• _Text shown_
•••••
CONCORDIA ANTARCTIC STATION
Concordia is a joint French-Italian research facility opened in 2005 on the Antarctic Plateau, Antarctica (75°6 0 S, 123°20 0 E), managed together by PNRA (Italian National Antarctic Programme) and IPEV (Institut Polaire Français Paul Émile Victor).
It is built at 3,233 m above sea level on the third highest summit of Antarctica: Dome C.
Concordia is the fourth permanent, all-year research station on the Antarctic Plateau besides Belgrano II (Argentina), Vostok (Russia) and Amundsen-Scott (USA).
Concordia has a total station area of approximately 5000 m2 and a maximum accommodation capacity of 60 persons per day.
The station is mainly used for research into the following disciplines:
- Environmental monitoring
- Geomagnetic observations
- Glaciology - continental
- Human biology
- Meteorological observations
Dome C is one of the coldest places on Earth. Temperatures hardly rise above -25°C in summer and can fall below -80°C in winter.
The annual average air temperature is -54.5°C. Humidity is low and it is also very dry, with very little precipitation throughout the year.
The station has gained international excellence in the field of ice-coring thanks to the multinational European project EPICA.
•••••
(Items stored from a collection)
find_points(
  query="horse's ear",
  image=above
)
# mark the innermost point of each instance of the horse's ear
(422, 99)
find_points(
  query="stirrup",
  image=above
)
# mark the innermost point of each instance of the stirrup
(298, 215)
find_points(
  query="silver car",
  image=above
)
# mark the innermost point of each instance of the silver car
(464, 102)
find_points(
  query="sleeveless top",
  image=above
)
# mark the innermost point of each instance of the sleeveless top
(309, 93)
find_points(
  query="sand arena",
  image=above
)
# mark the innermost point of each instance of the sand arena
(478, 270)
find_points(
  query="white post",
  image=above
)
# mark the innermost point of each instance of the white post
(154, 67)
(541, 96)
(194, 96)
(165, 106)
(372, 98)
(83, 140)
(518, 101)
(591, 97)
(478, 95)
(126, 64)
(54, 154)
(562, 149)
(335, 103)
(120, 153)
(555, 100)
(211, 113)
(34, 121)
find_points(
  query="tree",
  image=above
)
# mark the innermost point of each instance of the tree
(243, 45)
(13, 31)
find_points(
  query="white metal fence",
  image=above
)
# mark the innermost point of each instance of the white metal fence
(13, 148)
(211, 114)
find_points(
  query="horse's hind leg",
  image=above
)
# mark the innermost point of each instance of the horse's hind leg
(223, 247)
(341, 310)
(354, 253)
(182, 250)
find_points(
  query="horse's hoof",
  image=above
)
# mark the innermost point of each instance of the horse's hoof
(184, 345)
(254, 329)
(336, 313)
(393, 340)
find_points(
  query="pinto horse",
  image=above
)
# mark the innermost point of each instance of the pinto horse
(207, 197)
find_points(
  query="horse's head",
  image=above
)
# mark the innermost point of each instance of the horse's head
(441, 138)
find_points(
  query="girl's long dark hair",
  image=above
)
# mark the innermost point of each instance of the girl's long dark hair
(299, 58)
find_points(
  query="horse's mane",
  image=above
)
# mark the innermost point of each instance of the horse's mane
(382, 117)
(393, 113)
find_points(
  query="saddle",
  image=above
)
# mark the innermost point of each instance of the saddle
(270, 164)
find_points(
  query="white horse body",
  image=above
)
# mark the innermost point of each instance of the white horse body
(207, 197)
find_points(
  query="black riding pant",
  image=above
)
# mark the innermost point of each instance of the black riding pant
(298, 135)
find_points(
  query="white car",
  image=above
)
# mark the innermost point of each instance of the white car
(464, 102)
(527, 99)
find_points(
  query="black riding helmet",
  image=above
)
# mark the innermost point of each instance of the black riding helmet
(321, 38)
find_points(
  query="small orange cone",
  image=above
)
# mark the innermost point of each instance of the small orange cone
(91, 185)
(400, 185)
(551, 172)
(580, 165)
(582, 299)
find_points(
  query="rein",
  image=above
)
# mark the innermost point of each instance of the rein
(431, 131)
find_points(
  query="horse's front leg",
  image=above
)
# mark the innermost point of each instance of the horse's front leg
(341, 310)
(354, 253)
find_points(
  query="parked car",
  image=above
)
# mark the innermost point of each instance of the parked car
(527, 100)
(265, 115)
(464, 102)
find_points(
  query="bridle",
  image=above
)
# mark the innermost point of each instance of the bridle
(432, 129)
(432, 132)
•••••
• _Actions to take_
[1] Set down the passage on Concordia Station above word for word, starting with "Concordia is the" and going on through "and Amundsen-Scott (USA).".
[2] Take the passage on Concordia Station further, picking up after its final sentence.

• _Exercise results_
[1]
Concordia is the fourth permanent, all-year research station on the Antarctic Plateau besides Belgrano II (Argentina), Vostok (Russia) and Amundsen-Scott (USA).

[2]
This site was chosen to obtain the longest undisturbed chronicle of environmental change, in order to characterise climate variability over several glacial cycles, and to study climatic phenomena and their feedback in events of other regions. Drilling was completed on December 2004, reaching a drilling depth of 3270.2 m, 5 m above bedrock. The retrieved core will extend the record to an age estimated to be around 890 000 years old.
Concordia Station has been also identified as a suitable location for extremely accurate astronomical observations.
The transparency of the Antarctic atmosphere permits the observation of stars even when the sun is at an elevation angle of 38°.
Other advantages include the very low infrared sky emission, the high percentage of cloud-free time and the low aerosol and dust content of the atmosphere.